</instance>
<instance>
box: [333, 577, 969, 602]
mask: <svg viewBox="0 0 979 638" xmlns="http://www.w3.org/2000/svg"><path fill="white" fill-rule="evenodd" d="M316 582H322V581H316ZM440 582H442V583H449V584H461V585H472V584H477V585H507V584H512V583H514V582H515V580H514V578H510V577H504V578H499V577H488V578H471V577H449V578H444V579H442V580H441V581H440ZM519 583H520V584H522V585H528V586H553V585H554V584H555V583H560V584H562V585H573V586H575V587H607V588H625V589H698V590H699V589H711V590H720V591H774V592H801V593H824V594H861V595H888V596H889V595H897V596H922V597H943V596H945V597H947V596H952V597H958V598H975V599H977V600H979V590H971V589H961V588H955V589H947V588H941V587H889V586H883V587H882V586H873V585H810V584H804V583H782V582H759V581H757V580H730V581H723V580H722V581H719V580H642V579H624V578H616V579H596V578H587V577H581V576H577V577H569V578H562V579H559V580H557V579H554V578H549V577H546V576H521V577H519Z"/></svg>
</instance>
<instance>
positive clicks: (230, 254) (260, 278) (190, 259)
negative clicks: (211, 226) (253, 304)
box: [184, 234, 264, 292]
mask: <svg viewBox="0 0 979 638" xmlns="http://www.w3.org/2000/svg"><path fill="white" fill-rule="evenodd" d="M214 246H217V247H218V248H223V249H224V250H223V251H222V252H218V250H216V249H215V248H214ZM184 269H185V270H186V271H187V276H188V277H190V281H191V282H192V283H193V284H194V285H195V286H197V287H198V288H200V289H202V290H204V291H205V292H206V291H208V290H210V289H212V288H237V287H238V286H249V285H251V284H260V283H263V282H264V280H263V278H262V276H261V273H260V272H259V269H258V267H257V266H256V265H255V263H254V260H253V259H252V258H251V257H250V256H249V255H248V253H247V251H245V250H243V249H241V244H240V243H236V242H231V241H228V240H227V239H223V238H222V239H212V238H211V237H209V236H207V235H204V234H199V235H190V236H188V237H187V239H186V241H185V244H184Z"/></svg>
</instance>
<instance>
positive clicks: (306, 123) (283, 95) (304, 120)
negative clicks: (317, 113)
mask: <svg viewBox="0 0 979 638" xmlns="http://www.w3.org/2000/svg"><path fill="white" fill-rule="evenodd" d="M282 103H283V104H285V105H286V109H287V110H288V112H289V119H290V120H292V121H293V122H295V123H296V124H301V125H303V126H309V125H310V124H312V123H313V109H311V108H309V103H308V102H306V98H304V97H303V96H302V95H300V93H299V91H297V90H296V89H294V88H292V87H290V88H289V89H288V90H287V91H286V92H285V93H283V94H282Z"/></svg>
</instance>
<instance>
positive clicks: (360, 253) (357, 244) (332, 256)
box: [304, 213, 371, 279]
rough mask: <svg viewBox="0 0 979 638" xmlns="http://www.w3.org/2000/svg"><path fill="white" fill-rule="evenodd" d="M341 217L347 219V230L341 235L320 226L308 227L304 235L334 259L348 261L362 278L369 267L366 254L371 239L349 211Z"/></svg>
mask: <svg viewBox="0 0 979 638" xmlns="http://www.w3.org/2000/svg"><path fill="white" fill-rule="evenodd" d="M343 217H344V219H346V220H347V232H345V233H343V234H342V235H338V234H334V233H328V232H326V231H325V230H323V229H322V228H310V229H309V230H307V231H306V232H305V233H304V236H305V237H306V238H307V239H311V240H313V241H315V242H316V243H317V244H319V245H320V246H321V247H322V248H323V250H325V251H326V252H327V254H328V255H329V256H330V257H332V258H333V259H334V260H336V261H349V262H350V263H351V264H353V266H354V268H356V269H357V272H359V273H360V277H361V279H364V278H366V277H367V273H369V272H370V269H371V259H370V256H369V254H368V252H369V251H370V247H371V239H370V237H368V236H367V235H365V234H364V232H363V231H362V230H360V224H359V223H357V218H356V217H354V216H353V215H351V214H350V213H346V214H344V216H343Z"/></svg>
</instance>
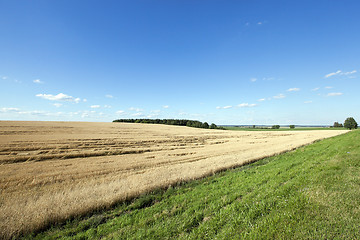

--------------------

:: WHAT TO PRODUCE ::
Output the data verbatim, images excluded.

:: WRITTEN SOLUTION ::
</instance>
<instance>
box: [333, 577, 969, 602]
mask: <svg viewBox="0 0 979 638" xmlns="http://www.w3.org/2000/svg"><path fill="white" fill-rule="evenodd" d="M316 582H322V581H316ZM440 582H442V583H449V584H461V585H472V584H477V585H507V584H512V583H514V582H515V580H514V578H510V577H504V578H499V577H488V578H471V577H449V578H444V579H442V580H441V581H440ZM519 583H520V584H522V585H528V586H553V585H554V584H555V583H560V584H562V585H573V586H575V587H607V588H625V589H698V590H699V589H711V590H720V591H774V592H801V593H824V594H861V595H888V596H889V595H897V596H922V597H943V596H945V597H947V596H952V597H958V598H975V599H977V600H979V590H971V589H961V588H955V589H947V588H941V587H889V586H883V587H882V586H873V585H810V584H804V583H782V582H759V581H757V580H730V581H723V580H722V581H719V580H642V579H624V578H616V579H596V578H587V577H581V576H577V577H569V578H562V579H559V580H557V579H554V578H549V577H546V576H521V577H519Z"/></svg>
</instance>
<instance>
positive clicks: (230, 254) (260, 278) (190, 259)
negative clicks: (211, 226) (253, 304)
box: [184, 234, 264, 292]
mask: <svg viewBox="0 0 979 638" xmlns="http://www.w3.org/2000/svg"><path fill="white" fill-rule="evenodd" d="M214 246H217V247H218V248H223V249H224V250H223V251H222V252H218V250H216V249H215V248H214ZM184 269H185V270H186V271H187V276H188V277H190V281H191V282H192V283H193V284H194V285H195V286H197V287H198V288H200V289H202V290H204V291H205V292H206V291H208V290H210V289H212V288H237V287H238V286H249V285H251V284H260V283H263V282H264V280H263V278H262V276H261V273H260V272H259V269H258V267H257V266H256V265H255V263H254V260H253V259H252V258H251V257H250V256H249V255H248V253H247V251H245V250H243V249H241V244H240V243H236V242H231V241H228V240H227V239H223V238H222V239H212V238H211V237H209V236H207V235H204V234H199V235H190V236H188V237H187V239H186V241H185V244H184Z"/></svg>
</instance>
<instance>
positive clicks: (306, 123) (283, 95) (304, 120)
negative clicks: (317, 113)
mask: <svg viewBox="0 0 979 638" xmlns="http://www.w3.org/2000/svg"><path fill="white" fill-rule="evenodd" d="M282 103H283V104H285V105H286V109H287V110H288V112H289V119H290V120H292V121H293V122H295V123H296V124H301V125H303V126H309V125H310V124H312V123H313V109H311V108H309V103H308V102H306V98H304V97H303V96H302V95H300V93H299V91H297V90H296V89H294V88H292V87H290V88H289V89H288V90H287V91H286V92H285V93H283V94H282Z"/></svg>
</instance>
<instance>
positive clicks: (360, 253) (357, 244) (332, 256)
box: [304, 213, 371, 279]
rough mask: <svg viewBox="0 0 979 638" xmlns="http://www.w3.org/2000/svg"><path fill="white" fill-rule="evenodd" d="M341 217L347 219V230L341 235L320 226L308 227L304 235L334 259L348 261L362 278L369 267L366 254L371 239L349 211Z"/></svg>
mask: <svg viewBox="0 0 979 638" xmlns="http://www.w3.org/2000/svg"><path fill="white" fill-rule="evenodd" d="M343 217H344V219H346V220H347V232H345V233H343V234H342V235H338V234H334V233H328V232H326V231H325V230H323V229H322V228H310V229H309V230H307V231H306V232H305V233H304V236H305V237H306V238H307V239H311V240H313V241H315V242H316V243H317V244H319V245H320V246H321V247H322V248H323V250H325V251H326V252H327V254H328V255H329V256H330V257H332V258H333V259H334V260H336V261H349V262H350V263H351V264H353V266H354V268H356V269H357V272H359V273H360V277H361V279H364V278H366V277H367V273H369V272H370V269H371V259H370V256H369V254H368V252H369V251H370V247H371V239H370V237H368V236H367V235H365V234H364V232H363V231H362V230H360V224H359V223H357V218H356V217H354V216H353V215H351V214H350V213H346V214H344V216H343Z"/></svg>
</instance>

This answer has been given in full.